**WORK REQUEST**.
With pictures left out, write out exactly every line from the start of the data through the one that contains "Target: knuckle".

**SUPPLIED INFORMATION**.
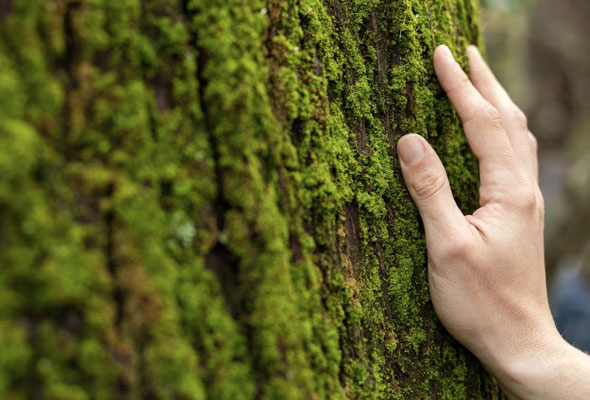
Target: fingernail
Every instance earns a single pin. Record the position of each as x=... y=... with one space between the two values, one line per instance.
x=410 y=150
x=447 y=52
x=473 y=48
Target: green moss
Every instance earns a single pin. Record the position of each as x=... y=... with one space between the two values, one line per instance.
x=202 y=199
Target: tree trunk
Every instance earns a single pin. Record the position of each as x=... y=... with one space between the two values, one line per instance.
x=202 y=199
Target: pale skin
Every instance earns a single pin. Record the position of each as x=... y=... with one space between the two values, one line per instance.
x=486 y=270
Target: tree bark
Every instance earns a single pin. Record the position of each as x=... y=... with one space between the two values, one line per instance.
x=202 y=199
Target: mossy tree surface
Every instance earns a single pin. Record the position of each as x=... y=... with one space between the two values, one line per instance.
x=201 y=199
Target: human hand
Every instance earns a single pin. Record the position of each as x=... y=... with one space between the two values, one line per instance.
x=486 y=271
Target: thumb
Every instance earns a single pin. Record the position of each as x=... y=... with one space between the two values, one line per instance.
x=429 y=186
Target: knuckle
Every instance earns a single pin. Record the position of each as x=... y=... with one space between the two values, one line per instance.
x=528 y=199
x=534 y=143
x=492 y=117
x=430 y=185
x=540 y=203
x=520 y=118
x=457 y=249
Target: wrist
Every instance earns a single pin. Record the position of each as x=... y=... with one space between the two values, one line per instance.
x=536 y=372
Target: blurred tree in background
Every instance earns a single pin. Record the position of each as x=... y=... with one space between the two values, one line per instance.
x=540 y=51
x=201 y=199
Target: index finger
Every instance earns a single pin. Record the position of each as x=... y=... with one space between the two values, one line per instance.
x=482 y=124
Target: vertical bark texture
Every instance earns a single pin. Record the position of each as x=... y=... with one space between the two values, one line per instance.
x=201 y=199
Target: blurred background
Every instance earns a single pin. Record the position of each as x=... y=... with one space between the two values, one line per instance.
x=540 y=52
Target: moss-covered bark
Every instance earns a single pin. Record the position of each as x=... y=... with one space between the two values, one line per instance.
x=201 y=199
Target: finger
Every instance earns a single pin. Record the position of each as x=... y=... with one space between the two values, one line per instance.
x=535 y=152
x=483 y=127
x=513 y=119
x=429 y=187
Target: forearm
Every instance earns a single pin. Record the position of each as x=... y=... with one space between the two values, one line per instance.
x=556 y=370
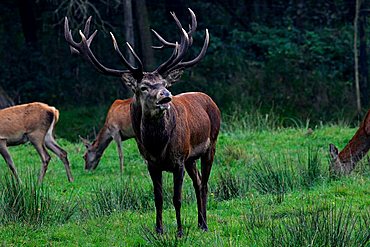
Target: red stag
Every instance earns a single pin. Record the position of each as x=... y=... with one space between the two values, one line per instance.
x=117 y=127
x=34 y=122
x=345 y=161
x=172 y=132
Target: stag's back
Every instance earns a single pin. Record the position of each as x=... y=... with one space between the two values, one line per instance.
x=199 y=114
x=17 y=120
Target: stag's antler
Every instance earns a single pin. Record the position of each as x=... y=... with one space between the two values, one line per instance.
x=83 y=48
x=175 y=61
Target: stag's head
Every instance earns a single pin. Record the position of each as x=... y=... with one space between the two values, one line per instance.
x=337 y=166
x=150 y=88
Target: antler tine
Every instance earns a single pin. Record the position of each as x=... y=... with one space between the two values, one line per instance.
x=162 y=68
x=116 y=48
x=183 y=48
x=140 y=64
x=83 y=48
x=187 y=64
x=163 y=41
x=192 y=29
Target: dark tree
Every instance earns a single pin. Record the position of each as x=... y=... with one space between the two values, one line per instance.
x=144 y=33
x=26 y=8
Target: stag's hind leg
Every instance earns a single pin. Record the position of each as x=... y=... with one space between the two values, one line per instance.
x=156 y=177
x=178 y=178
x=37 y=140
x=117 y=138
x=8 y=159
x=193 y=172
x=61 y=153
x=206 y=164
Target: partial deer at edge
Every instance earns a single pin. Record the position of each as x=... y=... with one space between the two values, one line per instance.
x=172 y=132
x=117 y=127
x=33 y=122
x=344 y=162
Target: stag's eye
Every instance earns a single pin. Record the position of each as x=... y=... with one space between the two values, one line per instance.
x=143 y=88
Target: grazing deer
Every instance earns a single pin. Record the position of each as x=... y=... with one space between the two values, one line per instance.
x=34 y=122
x=172 y=132
x=117 y=127
x=345 y=161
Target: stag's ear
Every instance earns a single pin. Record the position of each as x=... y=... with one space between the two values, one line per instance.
x=173 y=76
x=129 y=81
x=85 y=142
x=333 y=150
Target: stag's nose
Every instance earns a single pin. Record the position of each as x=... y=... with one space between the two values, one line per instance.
x=165 y=94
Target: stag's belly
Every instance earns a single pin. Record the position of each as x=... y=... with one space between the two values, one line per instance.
x=15 y=140
x=198 y=150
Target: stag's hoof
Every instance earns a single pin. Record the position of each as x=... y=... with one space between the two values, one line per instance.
x=203 y=227
x=159 y=230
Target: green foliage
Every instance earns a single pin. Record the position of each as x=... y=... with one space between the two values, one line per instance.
x=332 y=226
x=30 y=203
x=118 y=197
x=266 y=185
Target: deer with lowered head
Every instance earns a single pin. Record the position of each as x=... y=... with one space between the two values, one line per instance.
x=344 y=162
x=117 y=127
x=33 y=122
x=172 y=132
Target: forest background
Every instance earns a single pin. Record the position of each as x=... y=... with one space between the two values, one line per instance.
x=291 y=58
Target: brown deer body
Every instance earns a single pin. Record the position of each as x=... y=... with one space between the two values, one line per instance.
x=117 y=127
x=345 y=161
x=171 y=132
x=34 y=122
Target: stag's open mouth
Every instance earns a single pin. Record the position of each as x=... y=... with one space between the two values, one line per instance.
x=164 y=103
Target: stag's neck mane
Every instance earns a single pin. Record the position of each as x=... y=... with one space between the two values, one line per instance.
x=102 y=140
x=152 y=132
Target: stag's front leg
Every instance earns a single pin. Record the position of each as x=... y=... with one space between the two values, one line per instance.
x=156 y=176
x=6 y=155
x=178 y=178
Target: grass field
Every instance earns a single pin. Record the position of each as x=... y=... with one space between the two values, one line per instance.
x=267 y=188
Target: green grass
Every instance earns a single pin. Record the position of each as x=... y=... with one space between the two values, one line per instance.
x=267 y=186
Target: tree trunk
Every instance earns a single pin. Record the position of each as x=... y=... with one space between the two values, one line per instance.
x=177 y=6
x=145 y=35
x=28 y=20
x=363 y=66
x=128 y=26
x=5 y=100
x=355 y=53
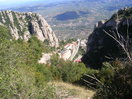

**RESULT FOR THIS EXERCISE**.
Target: fingernail
Every instance earns a single pin. Record the position of each as x=... y=... with one space between the two values, one line per instance.
x=410 y=150
x=447 y=52
x=473 y=48
Target: green moss
Every instance earns a single pin. Record the position of each as x=... y=... with one space between the two values, one line per instance.
x=202 y=199
Target: tree trunk
Every instance earns a single pin. Record the position of each as x=... y=... with one space between the two values, one line per instance.
x=202 y=199
Target: pale skin
Every instance earns a single pin. Record the position of each as x=... y=... with one space between the two values, one line per instance.
x=486 y=270
Target: tree bark
Every instance earns a single pin. Record the position of each as x=... y=... with one space between the two values, one line per instance.
x=202 y=199
Target: mossy tree surface
Every instance earns a single pin. Record the position of each as x=... y=... with one space between the two values, one line per instance.
x=201 y=199
Target: human hand
Every instance earns a single pin. Record the position of each as x=... y=... with one space between the two values, one line per instance.
x=486 y=271
Target: thumb
Every instance earns a single pin. Record the position of each as x=... y=... with one space between the two values, one line per instance.
x=429 y=186
Target: knuckle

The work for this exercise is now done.